■ SOURCE TEXT ■

On Jun 4, 2008, at 7:22 AM, Ian Lance Taylor wrote:
Chris Lattner <clattner@apple.com> writes:
Is there a specific reason you don't use the LLVM LTO interface?  It
seems to be roughly the same as your proposed interface:

a) it has a simple C interface like your proposed one
b) it is already implemented in one system linker (Apple's), so GCC
would just provide its own linker plugin and it would work on apple
platforms
c) it is richer than your interface
d) it is battle tested, and exists today
e) it is completely independent of llvm (by design)
f) it is fully documented: http://llvm.org/docs/LinkTimeOptimization.html

Is there something specific you don't like about the LLVM interface?

(I didn't design the proposed linker interface, and I'm not sure my earlier comments were included in the proposal sent to the list. I'm going to reply to that next.)

When I look at the LLVM interface as described on that web page, I see
these issues, all fixable:
* No support for symbol versioning.

Very true. I think it would great to work from a common model that can be extended to support both compilers. Having a unified interface would be very useful, and we are happy to evolve the interface to suit more general needs.


* The return value of lto_module_get_symbol_attributes is not
 defined.

■ OBJECTIVE 1 ■
According to the message, which system linker already implements the LLVM LTO interface?

■ RAW DATA ■

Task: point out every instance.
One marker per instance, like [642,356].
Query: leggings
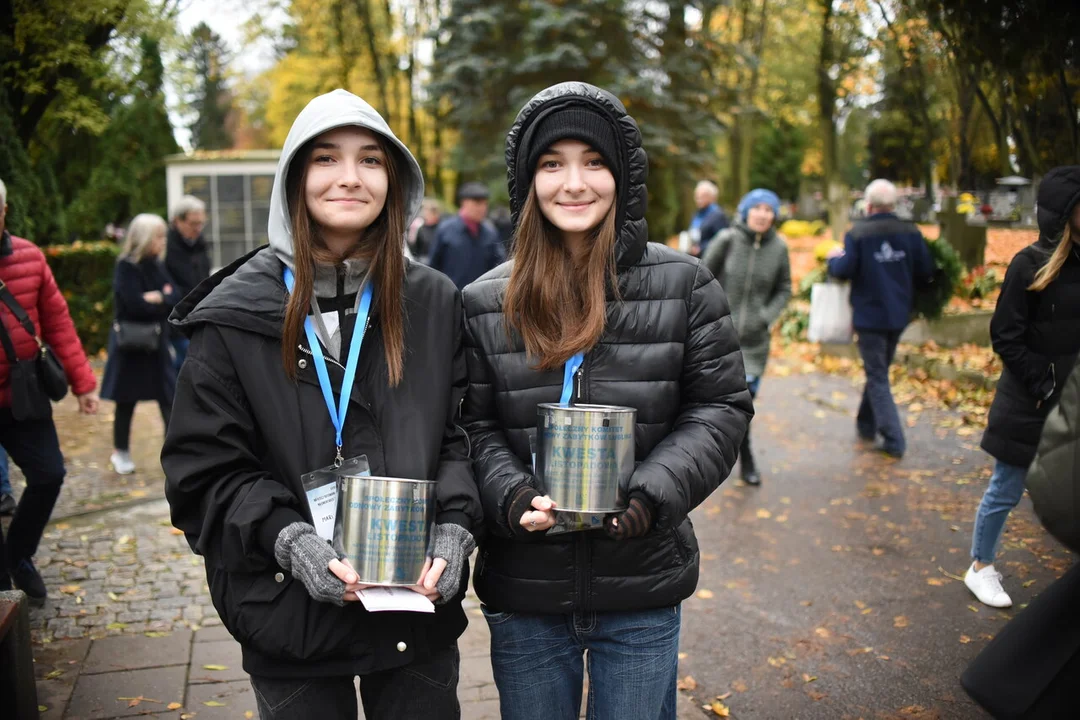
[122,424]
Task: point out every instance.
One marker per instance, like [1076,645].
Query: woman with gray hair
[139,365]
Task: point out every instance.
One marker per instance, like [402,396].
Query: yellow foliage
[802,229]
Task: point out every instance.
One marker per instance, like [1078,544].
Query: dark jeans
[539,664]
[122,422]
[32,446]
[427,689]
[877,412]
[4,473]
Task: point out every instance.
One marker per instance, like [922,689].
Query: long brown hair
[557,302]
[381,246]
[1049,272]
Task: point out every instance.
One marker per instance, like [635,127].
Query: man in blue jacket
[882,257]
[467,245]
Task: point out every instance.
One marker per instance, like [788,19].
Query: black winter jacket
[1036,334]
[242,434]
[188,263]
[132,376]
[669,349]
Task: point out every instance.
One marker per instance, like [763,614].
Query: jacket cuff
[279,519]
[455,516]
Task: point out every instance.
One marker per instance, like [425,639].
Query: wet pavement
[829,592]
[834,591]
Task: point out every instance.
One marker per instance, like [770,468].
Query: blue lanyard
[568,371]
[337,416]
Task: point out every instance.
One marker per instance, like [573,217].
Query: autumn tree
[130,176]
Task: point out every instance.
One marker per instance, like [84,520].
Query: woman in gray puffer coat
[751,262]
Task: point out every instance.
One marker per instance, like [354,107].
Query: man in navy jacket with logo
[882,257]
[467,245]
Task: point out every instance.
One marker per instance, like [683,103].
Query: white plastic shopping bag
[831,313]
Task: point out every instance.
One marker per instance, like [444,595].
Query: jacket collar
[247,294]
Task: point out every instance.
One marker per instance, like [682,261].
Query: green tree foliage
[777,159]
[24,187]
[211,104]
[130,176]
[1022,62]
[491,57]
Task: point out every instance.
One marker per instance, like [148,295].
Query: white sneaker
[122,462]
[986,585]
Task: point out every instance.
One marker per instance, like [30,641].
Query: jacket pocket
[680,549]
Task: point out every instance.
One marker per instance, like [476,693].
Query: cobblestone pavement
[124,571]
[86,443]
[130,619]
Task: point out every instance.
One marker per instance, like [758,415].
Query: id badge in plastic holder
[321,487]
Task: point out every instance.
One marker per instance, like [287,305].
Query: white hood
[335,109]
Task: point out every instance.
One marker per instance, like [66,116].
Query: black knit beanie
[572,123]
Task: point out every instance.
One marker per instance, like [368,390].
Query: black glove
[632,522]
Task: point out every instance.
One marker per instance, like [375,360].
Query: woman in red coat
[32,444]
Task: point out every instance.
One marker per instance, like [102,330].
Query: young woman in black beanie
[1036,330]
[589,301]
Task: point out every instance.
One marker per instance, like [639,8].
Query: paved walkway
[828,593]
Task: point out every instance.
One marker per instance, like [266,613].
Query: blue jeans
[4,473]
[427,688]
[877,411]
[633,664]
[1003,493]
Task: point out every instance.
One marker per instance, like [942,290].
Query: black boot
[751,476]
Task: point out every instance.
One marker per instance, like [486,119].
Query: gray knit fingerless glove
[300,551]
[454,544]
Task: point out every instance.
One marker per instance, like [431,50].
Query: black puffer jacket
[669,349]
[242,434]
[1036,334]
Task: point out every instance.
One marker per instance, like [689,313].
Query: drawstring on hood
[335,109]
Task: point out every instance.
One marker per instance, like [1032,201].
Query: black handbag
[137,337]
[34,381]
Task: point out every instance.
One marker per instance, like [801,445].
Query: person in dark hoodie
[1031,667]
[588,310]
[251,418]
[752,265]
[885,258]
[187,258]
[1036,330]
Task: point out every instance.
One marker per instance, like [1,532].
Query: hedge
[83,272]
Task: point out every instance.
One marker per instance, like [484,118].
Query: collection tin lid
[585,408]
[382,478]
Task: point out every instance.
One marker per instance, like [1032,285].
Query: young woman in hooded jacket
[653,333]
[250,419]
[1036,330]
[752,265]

■ OBJECTIVE 2 ■
Pull out every line of the records that contains the string "young". Case counts.

■ EXERCISE RESPONSE 1 ■
Apple's system linker implements it.

■ EXERCISE RESPONSE 2 ■
Query: young woman in black beanie
Query: young woman in hooded jacket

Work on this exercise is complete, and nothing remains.